**OBJECTIF**:
Reprenez l'entretien ci-dessous sur les socialistes germanophones face à la question nationale et prolongez-le à partir de sa dernière phrase.

**TEXTE FOURNI**:
━━━━

Entretien avec Jean-Numa Ducange

Les social-démocraties du monde germanophone ont formulé des propositions politiques pour répondre aux questions posées par la combinaison entre une idéologie internationaliste revendiquée et les réalités « nationales », avec un écho à l’échelle internationale. Quelles sont-elles ?

Lorsque le mouvement ouvrier commence à avoir une véritable implantation dans plusieurs pays européens – en gros lorsqu’il relève la tête dix ans après l’écrasement de la Commune de Paris dans les années 1880 –, c’est en effet dans le monde germanophone (Empire allemand et dans la partie autrichienne de l’Empire austro-hongrois) qu’il est le plus fort et le plus implanté. Or ces pays sont concernés par des problématiques spécifiques de nationalités, qui obligent les socialistes à se positionner sur les questions nationales, qui font l’objet très tôt d’intenses débats. Ainsi au moment où, en France, Ernest Renan pose sa célèbre question : « Qu’est-ce qu’une nation ? », les socialistes doivent aussi y répondre. La difficulté est réelle car, au départ, nombre d’entre eux pensaient que le développement du capitalisme et l’industrialisation allaient progressivement faire sauter les frontières, préparant en quelque sorte mécaniquement le prolétariat à être internationalisé. Or ils ne peuvent que constater rapidement que la question nationale ne saurait être résolue aussi aisément. D’où des prises de position diverses qui vont de l’internationalisme le plus radical (une négation des problématiques des nationalités, perçues comme des concessions inacceptables à la bourgeoisie) à un nationalisme sans complexe, vantant la supériorité des peuples germanophones, qui se rapprochent des perspectives de la droite nationaliste alors en pleine effervescence. Entre les deux existe toute une gamme de positions diverses ; parmi les plus intéressantes, on doit noter

le courant « austro-marxiste » venu, comme son nom l’indique, d’Autriche, qui cherche à combiner une perspective de coexistence entre les différents peuples avec les légitimes aspirations de défense des cultures nationales. J’ai essayé de mettre en valeur dans mon livre ces différentes conceptions, les enjeux de ce débat mais aussi les appropriations par des groupes militants au-delà des débats théoriques. Il existait, bien sûr, des contributions sur tel ou tel marxiste et la question nationale, mais souvent en étudiant uniquement tel ou tel auteur. Évidemment, j’inscris ces débats avec nos interrogations présentes : la nation persiste malgré la mondialisation, malgré sa disparition annoncée, etc. Vieux débat, donc, qui revient dans le contexte de la crise de l’Union européenne. Mais en même temps, en historien, je ne délaisse aucune position émise à l’époque, y compris quand elle pose problème : nationalisme ou négation absurde de toute réalité nationale, antisémitisme et naissance du sionisme socialiste, doutes sur le « droit des peuples à disposer d’eux-mêmes » qui a plutôt tendance à nous sembler évident aujourd’hui.

━━━━

**BLOC DE DONNÉES**:
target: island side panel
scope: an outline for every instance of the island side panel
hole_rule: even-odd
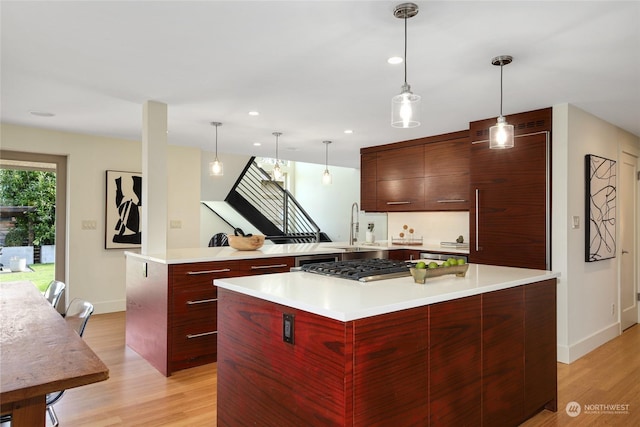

━━━━

**RÉSULTAT DE L'EXERCICE**:
« Le courant “austro-marxiste” cherche à combiner une perspective de coexistence entre les différents peuples avec les légitimes aspirations de défense des cultures nationales. »

La nation ne fait pas seulement l’objet de débats mais également d’appropriations par les symboles et par l’histoire. Les mondes ouvriers sont ainsi sensibilisés à une autre vision de la nation portée par les socialistes. Comment cela se produit ?

En effet, autant les débats théoriques sont de première importance et ne sauraient être négligés, autant il faut aussi, dans une étude qui prétend analyser la façon dont les socialistes pensent la nation, voir comment les militants pouvaient concrètement se l’approprier. L’écrasante majorité du milieu polarisé par le mouvement ouvrier ne s’intéresse que marginalement aux débats, parfois de très haut niveau, entre leurs dirigeants. En revanche, nombre d’entre eux sont socialisés dans des empires regroupant des nationalités différentes (tout particulièrement en Autriche, avec la forte présence des Tchèques, par exemple). Dans ce contexte, l’histoire nationale est un enjeu. Pour les socialistes, il faut montrer que les combats du présent sont légitimés par l’histoire, pour leur donner plus de force.

« Il existe une République d’ordre et coloniale pour certains ; mais pour d’autres, qui se réclament tout autant ardemment de la République comme Jaurès, c’est précisément en prenant au mot la promesse d’émancipation que représente l’héritage révolutionnaire et républicain qu’ils parviennent à mettre en pratique concrètement un internationalisme respectueux des différents peuples. »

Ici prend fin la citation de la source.